### Task to carry out
Pictures don't belong in the copy. Set down the lines from the one containing "the fish head." through the last line, exactly as they are.

--- Start Provided entries ---

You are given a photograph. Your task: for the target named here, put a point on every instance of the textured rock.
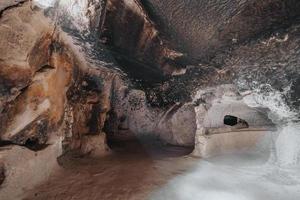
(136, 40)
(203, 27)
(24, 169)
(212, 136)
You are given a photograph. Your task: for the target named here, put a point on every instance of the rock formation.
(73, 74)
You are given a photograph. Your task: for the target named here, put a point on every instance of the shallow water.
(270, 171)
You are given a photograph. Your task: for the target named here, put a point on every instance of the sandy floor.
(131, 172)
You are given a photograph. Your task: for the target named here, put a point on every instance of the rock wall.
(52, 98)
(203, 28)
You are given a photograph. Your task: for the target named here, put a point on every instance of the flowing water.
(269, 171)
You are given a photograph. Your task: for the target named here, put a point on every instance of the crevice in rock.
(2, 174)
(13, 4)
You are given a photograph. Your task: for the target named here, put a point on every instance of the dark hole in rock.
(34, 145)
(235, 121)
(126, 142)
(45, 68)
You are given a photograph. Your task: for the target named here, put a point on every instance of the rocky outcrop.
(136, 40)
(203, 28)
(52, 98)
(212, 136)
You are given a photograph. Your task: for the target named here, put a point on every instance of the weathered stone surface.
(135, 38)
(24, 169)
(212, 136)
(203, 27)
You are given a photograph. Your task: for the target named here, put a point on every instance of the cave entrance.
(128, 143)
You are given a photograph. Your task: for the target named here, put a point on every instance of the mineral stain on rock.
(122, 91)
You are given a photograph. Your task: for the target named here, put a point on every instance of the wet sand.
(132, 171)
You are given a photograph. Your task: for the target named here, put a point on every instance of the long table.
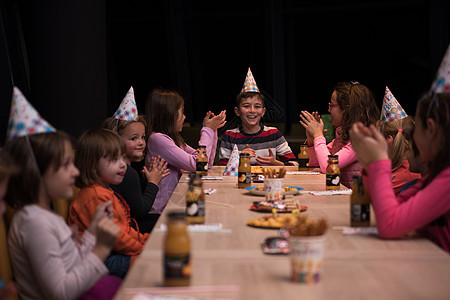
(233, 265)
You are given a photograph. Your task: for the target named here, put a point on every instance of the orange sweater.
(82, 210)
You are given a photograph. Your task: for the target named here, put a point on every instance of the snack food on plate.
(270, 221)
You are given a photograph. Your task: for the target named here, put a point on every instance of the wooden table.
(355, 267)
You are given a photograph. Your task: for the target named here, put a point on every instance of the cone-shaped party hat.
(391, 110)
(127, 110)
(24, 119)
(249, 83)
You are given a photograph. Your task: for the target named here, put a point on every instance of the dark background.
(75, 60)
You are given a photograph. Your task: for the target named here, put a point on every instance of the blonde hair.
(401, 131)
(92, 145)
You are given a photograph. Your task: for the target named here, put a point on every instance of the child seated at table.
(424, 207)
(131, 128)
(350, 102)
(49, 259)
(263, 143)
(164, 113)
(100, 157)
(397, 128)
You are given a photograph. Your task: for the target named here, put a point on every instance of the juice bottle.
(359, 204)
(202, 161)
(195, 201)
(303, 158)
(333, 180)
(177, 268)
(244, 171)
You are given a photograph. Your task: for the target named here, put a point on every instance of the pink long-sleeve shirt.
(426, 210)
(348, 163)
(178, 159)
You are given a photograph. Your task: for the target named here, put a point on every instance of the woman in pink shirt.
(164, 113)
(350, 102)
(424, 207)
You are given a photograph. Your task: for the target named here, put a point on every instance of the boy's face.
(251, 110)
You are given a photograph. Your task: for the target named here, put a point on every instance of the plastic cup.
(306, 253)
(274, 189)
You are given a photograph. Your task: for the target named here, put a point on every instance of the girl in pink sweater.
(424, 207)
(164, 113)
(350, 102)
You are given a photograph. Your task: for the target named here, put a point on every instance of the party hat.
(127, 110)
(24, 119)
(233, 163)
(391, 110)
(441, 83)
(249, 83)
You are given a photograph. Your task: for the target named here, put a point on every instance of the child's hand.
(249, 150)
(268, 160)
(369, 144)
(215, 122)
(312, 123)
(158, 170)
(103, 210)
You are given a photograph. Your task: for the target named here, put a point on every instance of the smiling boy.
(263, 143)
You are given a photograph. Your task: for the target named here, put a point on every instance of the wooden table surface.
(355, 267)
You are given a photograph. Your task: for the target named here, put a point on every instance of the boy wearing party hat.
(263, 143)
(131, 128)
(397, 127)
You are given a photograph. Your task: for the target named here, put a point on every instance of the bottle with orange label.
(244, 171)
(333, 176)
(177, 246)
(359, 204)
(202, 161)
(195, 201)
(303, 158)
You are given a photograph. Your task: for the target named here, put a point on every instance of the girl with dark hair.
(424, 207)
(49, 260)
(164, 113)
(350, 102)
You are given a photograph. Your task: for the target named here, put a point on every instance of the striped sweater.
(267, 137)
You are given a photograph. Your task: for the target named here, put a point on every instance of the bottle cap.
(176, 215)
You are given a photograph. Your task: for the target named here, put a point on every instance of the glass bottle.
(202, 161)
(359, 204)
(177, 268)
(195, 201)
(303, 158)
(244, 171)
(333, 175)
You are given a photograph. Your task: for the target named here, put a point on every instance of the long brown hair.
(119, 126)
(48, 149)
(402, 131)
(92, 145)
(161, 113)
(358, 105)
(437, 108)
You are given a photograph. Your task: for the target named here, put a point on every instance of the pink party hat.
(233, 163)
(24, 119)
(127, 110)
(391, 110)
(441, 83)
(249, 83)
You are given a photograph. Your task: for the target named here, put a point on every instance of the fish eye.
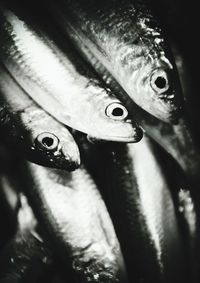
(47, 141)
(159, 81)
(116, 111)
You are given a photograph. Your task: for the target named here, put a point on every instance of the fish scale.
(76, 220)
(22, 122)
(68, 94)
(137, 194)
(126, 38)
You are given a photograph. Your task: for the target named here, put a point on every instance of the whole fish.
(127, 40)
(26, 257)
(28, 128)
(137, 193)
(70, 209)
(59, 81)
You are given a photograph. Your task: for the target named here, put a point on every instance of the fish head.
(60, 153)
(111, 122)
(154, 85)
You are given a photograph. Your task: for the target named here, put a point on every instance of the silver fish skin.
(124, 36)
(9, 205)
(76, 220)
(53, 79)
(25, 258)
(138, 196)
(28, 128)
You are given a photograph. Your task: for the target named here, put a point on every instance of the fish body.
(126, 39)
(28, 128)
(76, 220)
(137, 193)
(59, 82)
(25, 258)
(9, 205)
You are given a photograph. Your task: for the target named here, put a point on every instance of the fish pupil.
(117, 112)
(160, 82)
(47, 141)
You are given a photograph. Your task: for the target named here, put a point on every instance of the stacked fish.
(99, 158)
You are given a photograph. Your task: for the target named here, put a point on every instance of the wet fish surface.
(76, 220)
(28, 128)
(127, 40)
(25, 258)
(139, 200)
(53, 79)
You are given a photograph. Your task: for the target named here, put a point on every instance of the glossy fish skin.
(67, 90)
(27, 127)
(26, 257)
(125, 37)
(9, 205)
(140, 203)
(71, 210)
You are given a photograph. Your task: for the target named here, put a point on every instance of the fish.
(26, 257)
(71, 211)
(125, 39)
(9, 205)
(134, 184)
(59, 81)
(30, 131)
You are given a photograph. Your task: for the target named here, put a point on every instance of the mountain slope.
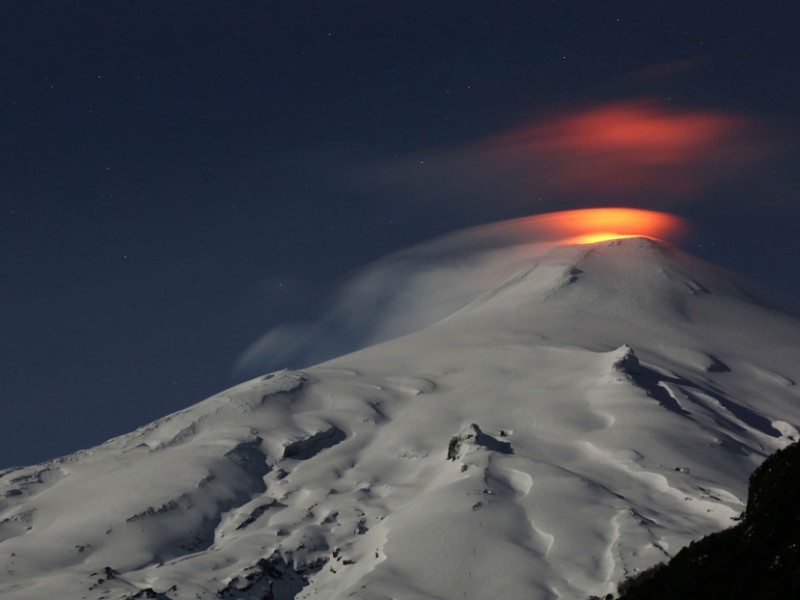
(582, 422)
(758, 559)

--- End Provided entries ---

### Result of the exercise
You are given a photograph. Your task: for the target named here, put a point on every instance of the fish head.
(60, 153)
(111, 122)
(154, 85)
You are given a photograph. Your task: for the target named here, put a point on every instance of the silver fish skin.
(124, 36)
(9, 205)
(76, 220)
(53, 79)
(25, 258)
(138, 196)
(28, 128)
You are given a photograph. Your task: for the target named here, put a point on every instance of the fish body.
(126, 39)
(28, 128)
(76, 220)
(137, 193)
(59, 82)
(25, 258)
(9, 205)
You are given a photograph. Your task: for the target named here, put a point on every instance of the fish pupil.
(117, 112)
(160, 82)
(47, 141)
You are given a photograph. Your task: for the target named here, put a point on every instance of the stacked fish.
(99, 158)
You are given a photograph. Your task: for the target named here, put a point on every instance of the wet fish surface.
(76, 220)
(28, 128)
(127, 40)
(25, 258)
(139, 200)
(53, 79)
You are given a photograph. Your task: for the target named here, put a point on every instance of the glossy fish skin.
(67, 90)
(27, 127)
(26, 257)
(125, 37)
(9, 205)
(140, 203)
(71, 210)
You are given a photograph. Your task: for the target named here, put a point on every instance of the fish.
(26, 257)
(71, 211)
(125, 39)
(9, 205)
(134, 184)
(59, 81)
(30, 131)
You are given a photograph. Your task: for the target named here, put a point on every instance of the mountain slope.
(582, 422)
(758, 559)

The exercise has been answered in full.